- PASSAGE TO READ
When I got married, my husband was the adventurous one in the kitchen. He had a flair for preparing food that he’d picked up from his grandmother. He did teach me a few things along the way — how to make a killer guacamole and a hearty Mexican breakfast. But I stopped eating meat early in the marriage and he didn’t. We had a daughter but she was the pickiest eater to ever hold a fork. She liked her food in shades of yellow: yogurt, cereal, and macaroni and cheese. So I usually made a dinner of pasta and steamed veggies for my daughter and myself, while my husband made some sort of meat dish for himself.
When we got divorced in 2012 I thought I might get better at cooking, but wishing I could cook didn’t seem to do the trick. And this is when the teacher became the student. One of my culinary students wound up without a place to live. I had a guest room that I’d been using for Airbnb and offered to rent it to him at a reduced rate in exchange for some cooking lessons.
And boy did I get some lessons. We made tuna steaks with mango salsa and asparagus risotto, poached eggs on oysters in the half-shell for breakfast, seared scallops, alligator gumbo and tuna tartare. The kitchen was always a disaster. Other students would show up in the evenings and there’d be cooking and drinking and music long after I went to bed.

- DATASET RECORDS
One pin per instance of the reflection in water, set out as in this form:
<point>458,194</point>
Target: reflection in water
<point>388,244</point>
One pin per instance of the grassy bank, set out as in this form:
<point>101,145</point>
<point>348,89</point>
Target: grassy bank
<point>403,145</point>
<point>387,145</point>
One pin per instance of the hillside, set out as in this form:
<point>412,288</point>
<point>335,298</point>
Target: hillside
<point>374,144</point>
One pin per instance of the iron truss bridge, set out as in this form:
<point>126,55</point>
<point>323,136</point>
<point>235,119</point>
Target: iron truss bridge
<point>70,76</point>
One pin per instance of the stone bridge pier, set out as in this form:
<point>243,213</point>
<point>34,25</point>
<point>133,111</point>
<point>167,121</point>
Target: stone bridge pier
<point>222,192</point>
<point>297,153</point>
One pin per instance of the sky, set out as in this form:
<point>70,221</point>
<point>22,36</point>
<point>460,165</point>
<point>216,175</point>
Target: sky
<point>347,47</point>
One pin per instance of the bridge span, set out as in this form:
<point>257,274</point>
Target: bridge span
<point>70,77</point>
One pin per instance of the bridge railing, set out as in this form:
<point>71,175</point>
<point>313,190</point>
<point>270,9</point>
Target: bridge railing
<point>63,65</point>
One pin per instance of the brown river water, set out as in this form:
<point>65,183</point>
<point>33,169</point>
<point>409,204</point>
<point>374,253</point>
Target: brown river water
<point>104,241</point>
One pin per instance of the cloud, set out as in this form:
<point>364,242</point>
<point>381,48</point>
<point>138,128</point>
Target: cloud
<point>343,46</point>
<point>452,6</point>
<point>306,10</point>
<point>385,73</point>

- TASK ITEM
Repeat, word for word, the portion of the cooking passage that opens with the words containing "And boy did" and closes with "went to bed.". The rows bear no relation to the cooking passage.

- PROBLEM SOLUTION
And boy did I get some lessons. We made tuna steaks with mango salsa and asparagus risotto, poached eggs on oysters in the half-shell for breakfast, seared scallops, alligator gumbo and tuna tartare. The kitchen was always a disaster. Other students would show up in the evenings and there’d be cooking and drinking and music long after I went to bed.